Image point annotation entries:
- - - - - - -

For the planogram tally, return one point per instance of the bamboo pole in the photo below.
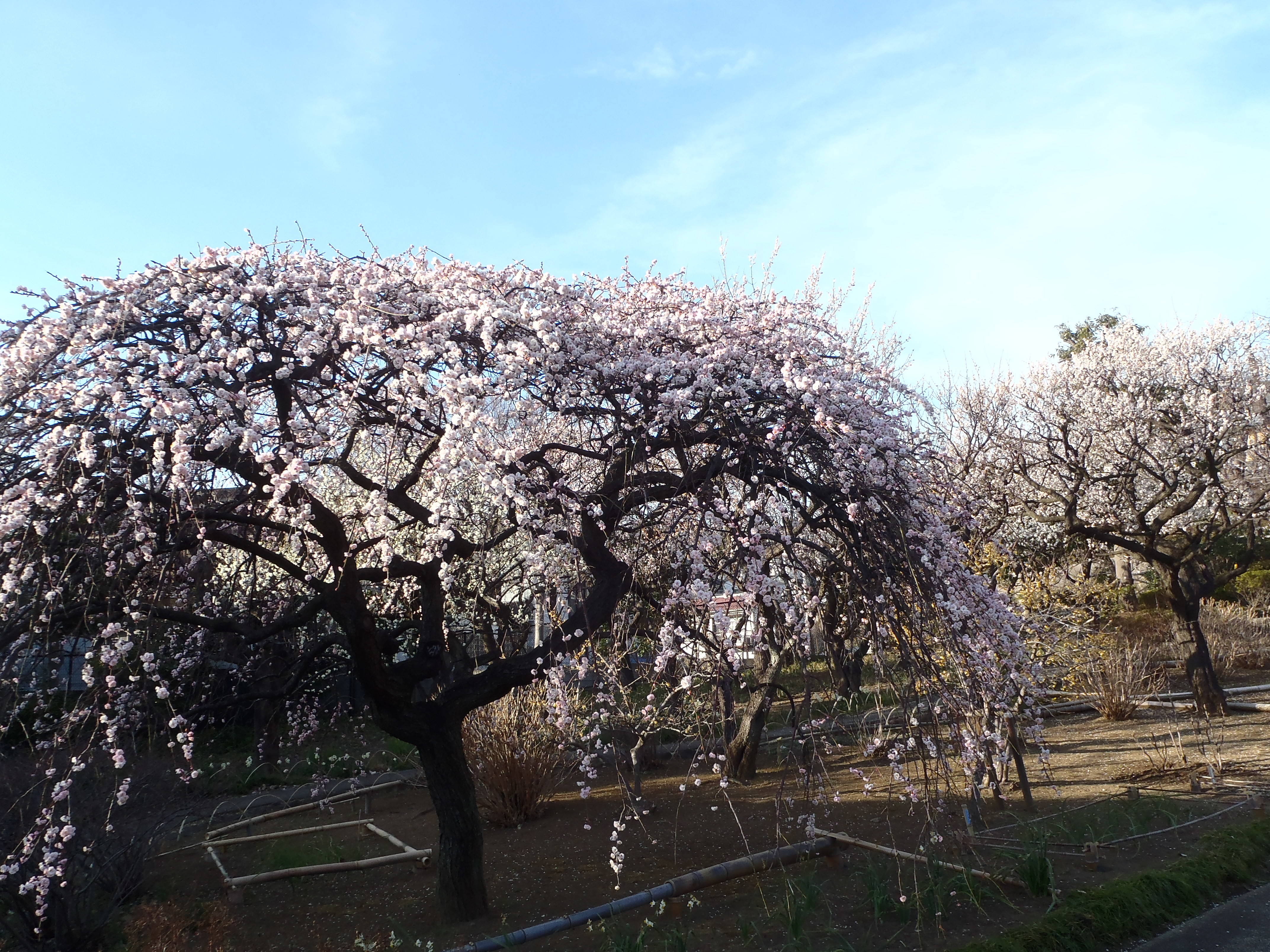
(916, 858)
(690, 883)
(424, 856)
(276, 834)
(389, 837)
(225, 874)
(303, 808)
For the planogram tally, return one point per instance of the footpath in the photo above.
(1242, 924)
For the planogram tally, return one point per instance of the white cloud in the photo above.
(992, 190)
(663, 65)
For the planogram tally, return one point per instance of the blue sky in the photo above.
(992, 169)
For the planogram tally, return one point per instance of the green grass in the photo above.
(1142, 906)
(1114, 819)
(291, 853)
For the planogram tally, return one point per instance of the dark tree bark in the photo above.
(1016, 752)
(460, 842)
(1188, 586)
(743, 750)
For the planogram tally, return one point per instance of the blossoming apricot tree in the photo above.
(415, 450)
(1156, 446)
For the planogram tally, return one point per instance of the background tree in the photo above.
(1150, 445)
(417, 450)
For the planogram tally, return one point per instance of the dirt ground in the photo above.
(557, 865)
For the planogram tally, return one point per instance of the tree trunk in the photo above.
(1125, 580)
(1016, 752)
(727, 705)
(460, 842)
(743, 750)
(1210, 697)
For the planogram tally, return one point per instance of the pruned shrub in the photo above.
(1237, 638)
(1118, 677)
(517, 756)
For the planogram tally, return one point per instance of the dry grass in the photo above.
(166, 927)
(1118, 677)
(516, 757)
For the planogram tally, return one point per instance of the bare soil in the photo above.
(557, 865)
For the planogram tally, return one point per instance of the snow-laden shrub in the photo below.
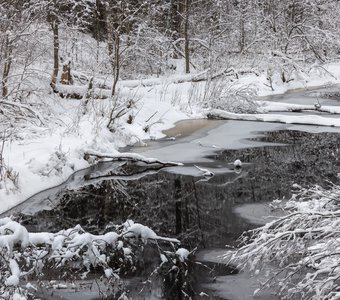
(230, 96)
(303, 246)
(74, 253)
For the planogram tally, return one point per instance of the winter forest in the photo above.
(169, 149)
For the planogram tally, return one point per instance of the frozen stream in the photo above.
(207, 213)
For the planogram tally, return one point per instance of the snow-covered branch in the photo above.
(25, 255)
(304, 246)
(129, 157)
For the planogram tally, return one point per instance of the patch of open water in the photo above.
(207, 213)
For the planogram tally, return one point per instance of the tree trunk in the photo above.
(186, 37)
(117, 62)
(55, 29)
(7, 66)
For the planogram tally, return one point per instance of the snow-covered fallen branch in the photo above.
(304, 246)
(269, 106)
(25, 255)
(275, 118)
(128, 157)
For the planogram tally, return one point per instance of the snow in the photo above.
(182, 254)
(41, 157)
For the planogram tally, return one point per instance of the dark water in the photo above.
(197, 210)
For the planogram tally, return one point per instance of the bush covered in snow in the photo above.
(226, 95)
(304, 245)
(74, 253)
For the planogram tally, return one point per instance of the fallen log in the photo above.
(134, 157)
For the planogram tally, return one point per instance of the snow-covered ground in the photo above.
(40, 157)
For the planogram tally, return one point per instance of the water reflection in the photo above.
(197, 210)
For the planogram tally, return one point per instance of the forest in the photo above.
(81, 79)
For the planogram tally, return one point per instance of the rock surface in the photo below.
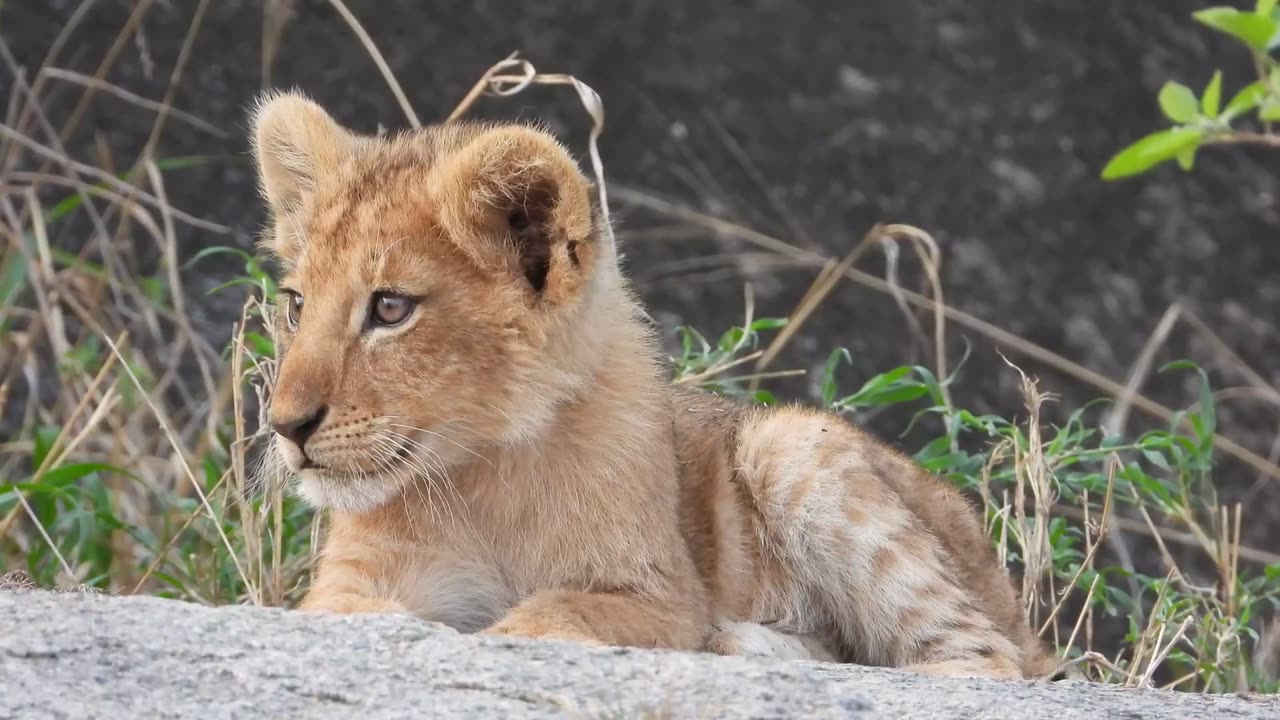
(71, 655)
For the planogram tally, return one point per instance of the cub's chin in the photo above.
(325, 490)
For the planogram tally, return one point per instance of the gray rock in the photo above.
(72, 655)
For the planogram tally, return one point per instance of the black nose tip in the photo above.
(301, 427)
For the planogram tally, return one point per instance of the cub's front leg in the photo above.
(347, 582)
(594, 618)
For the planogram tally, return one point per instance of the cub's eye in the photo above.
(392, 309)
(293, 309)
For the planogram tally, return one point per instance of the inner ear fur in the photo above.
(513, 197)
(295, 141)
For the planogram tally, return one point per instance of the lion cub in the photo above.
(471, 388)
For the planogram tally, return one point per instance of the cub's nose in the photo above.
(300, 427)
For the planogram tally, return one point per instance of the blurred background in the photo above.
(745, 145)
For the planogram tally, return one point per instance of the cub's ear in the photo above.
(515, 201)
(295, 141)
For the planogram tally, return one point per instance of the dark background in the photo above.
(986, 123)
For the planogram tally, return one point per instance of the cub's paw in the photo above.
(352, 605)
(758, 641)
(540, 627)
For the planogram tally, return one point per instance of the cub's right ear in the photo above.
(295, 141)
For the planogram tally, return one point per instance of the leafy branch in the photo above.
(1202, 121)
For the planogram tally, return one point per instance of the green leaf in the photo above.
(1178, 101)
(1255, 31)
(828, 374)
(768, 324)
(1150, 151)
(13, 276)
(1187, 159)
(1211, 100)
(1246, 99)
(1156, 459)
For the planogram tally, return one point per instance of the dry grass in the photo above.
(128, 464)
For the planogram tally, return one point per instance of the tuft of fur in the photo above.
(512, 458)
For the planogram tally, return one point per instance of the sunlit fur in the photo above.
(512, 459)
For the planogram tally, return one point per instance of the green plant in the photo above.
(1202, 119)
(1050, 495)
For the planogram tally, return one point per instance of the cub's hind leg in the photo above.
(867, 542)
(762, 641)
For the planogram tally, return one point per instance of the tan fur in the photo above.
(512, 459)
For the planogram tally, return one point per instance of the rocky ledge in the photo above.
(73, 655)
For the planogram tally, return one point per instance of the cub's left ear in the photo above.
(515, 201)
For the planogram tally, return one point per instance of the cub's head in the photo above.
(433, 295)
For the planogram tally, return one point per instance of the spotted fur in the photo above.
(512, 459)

- - - - - - -

» **WHAT TO PRODUCE**: Turn all of the data above into a JSON list of strings with one string per line, skipping blank lines. Leave the picture lines out.

» **RESPONSE TO THIS TASK**:
[
  "For the planogram tally, return one point per instance of the bamboo pole in the photo below.",
  "(916, 858)",
  "(690, 883)",
  "(424, 856)",
  "(276, 834)",
  "(389, 837)",
  "(225, 874)",
  "(303, 808)",
  "For the planogram tally, return one point per instance of the footpath in the photo above.",
  "(1242, 924)",
  "For the planogram tally, return one point per instance of the white cloud in the photo above.",
  "(992, 190)",
  "(663, 65)",
  "For the planogram tally, return one point per instance of the blue sky in the photo above.",
  "(992, 169)",
  "For the planogram tally, return one point per instance of the green grass in the photo above.",
  "(1142, 906)",
  "(1114, 819)",
  "(291, 853)",
  "For the planogram tally, return one point per instance of the dark tree bark in the photo above.",
  "(1016, 752)",
  "(460, 842)",
  "(1188, 586)",
  "(743, 750)",
  "For the planogram tally, return one point per instance of the blossoming apricot tree in the photo above.",
  "(415, 450)",
  "(1156, 446)",
  "For the planogram tally, return one point per instance of the background tree in the photo above.",
  "(1150, 445)",
  "(417, 450)",
  "For the planogram tally, return one point per instance of the dirt ground in the photo above.",
  "(557, 865)",
  "For the planogram tally, return one point per instance of the tree trunk in the photo above.",
  "(1125, 580)",
  "(1016, 752)",
  "(727, 705)",
  "(460, 842)",
  "(743, 750)",
  "(1210, 697)",
  "For the planogram tally, return one point per instance of the pruned shrub in the photo above.",
  "(1237, 638)",
  "(1118, 677)",
  "(517, 756)",
  "For the planogram tally, return one point per instance of the dry grass in the photo above.",
  "(166, 927)",
  "(1118, 677)",
  "(516, 757)",
  "For the planogram tally, return one point per instance of the bare soil in the photo above.",
  "(557, 865)",
  "For the planogram tally, return one point per instance of the snow-laden shrub in the photo below.",
  "(230, 96)",
  "(303, 246)",
  "(74, 253)",
  "For the planogram tally, return one point per instance of the winter forest in the photo above.",
  "(169, 149)",
  "For the planogram tally, return one point per instance of the frozen stream in the photo above.",
  "(207, 213)",
  "For the planogram tally, return one point per instance of the snow-covered branch in the photo above.",
  "(25, 255)",
  "(304, 246)",
  "(129, 157)",
  "For the planogram tally, return one point per instance of the patch of open water in the photo above.",
  "(207, 213)",
  "For the planogram tally, return one point per instance of the tree trunk in the photo above.",
  "(186, 37)",
  "(117, 62)",
  "(55, 29)",
  "(7, 66)",
  "For the planogram tally, return one point per instance of the snow-covered fallen branch in the photo above.",
  "(304, 246)",
  "(269, 106)",
  "(25, 255)",
  "(275, 118)",
  "(128, 157)",
  "For the planogram tally, return one point per instance of the snow in the photo above.",
  "(182, 254)",
  "(41, 157)",
  "For the planogram tally, return one point per instance of the dark water in the photo above.",
  "(197, 210)",
  "For the planogram tally, return one point per instance of the bush covered in snow in the photo above.",
  "(226, 95)",
  "(304, 245)",
  "(74, 253)",
  "For the planogram tally, return one point per instance of the fallen log in the photo above.",
  "(134, 157)",
  "For the planogram tally, return one point per instance of the snow-covered ground in the photo above.",
  "(40, 157)",
  "For the planogram tally, return one point per instance of the water reflection in the photo above.",
  "(197, 210)",
  "For the planogram tally, return one point per instance of the forest in the photo above.",
  "(81, 79)",
  "For the planogram tally, return one point per instance of the rock surface in the photo below.",
  "(71, 655)",
  "For the planogram tally, return one point per instance of the cub's chin in the photo above.",
  "(325, 490)",
  "For the planogram tally, return one point per instance of the gray rock in the photo above.",
  "(72, 655)",
  "For the planogram tally, return one point per instance of the black nose tip in the photo above.",
  "(301, 427)",
  "For the planogram tally, return one point per instance of the cub's front leg in the photo above.",
  "(347, 582)",
  "(594, 618)",
  "For the planogram tally, return one point per instance of the cub's eye in the photo above.",
  "(392, 309)",
  "(293, 309)",
  "For the planogram tally, return one point per instance of the inner ear fur in the photo above.",
  "(513, 197)",
  "(295, 141)",
  "For the planogram tally, return one point per instance of the lion cub in the photo above.",
  "(471, 388)",
  "For the planogram tally, return one point per instance of the cub's nose in the photo above.",
  "(300, 427)",
  "For the planogram tally, return one point per instance of the blurred background in the photo above.",
  "(745, 145)",
  "For the planogram tally, return one point per instance of the cub's ear in the photo above.",
  "(515, 201)",
  "(295, 141)",
  "For the planogram tally, return one point per instance of the dark background in the photo above.",
  "(986, 123)",
  "For the planogram tally, return one point per instance of the cub's paw in the photo above.",
  "(352, 605)",
  "(758, 641)",
  "(540, 627)",
  "For the planogram tally, return one point per instance of the cub's right ear in the photo above.",
  "(295, 141)",
  "For the planogram tally, return one point per instance of the leafy branch in the photo above.",
  "(1202, 121)",
  "For the planogram tally, return one point per instance of the green leaf in the photo above.",
  "(1178, 101)",
  "(1255, 31)",
  "(828, 374)",
  "(768, 324)",
  "(1150, 151)",
  "(13, 276)",
  "(1187, 159)",
  "(1211, 100)",
  "(1246, 99)",
  "(1156, 459)",
  "For the planogram tally, return one point per instance of the dry grass in the photo above.",
  "(128, 464)",
  "For the planogram tally, return one point per instance of the tuft of fur in the photo above.",
  "(512, 458)",
  "For the planogram tally, return one point per instance of the sunlit fur in the photo above.",
  "(512, 459)",
  "For the planogram tally, return one point per instance of the green plant in the photo above.",
  "(1202, 119)",
  "(1050, 495)",
  "For the planogram tally, return one point per instance of the cub's hind leg in the photo above.",
  "(867, 542)",
  "(762, 641)",
  "For the planogram tally, return one point per instance of the tan fur in the photo above.",
  "(512, 459)",
  "For the planogram tally, return one point per instance of the rocky ledge in the photo above.",
  "(73, 655)",
  "For the planogram tally, return one point per instance of the cub's left ear in the photo above.",
  "(515, 201)",
  "For the planogram tally, return one point per instance of the cub's head in the photo above.",
  "(433, 295)",
  "For the planogram tally, return one point per instance of the spotted fur in the photo above.",
  "(512, 459)"
]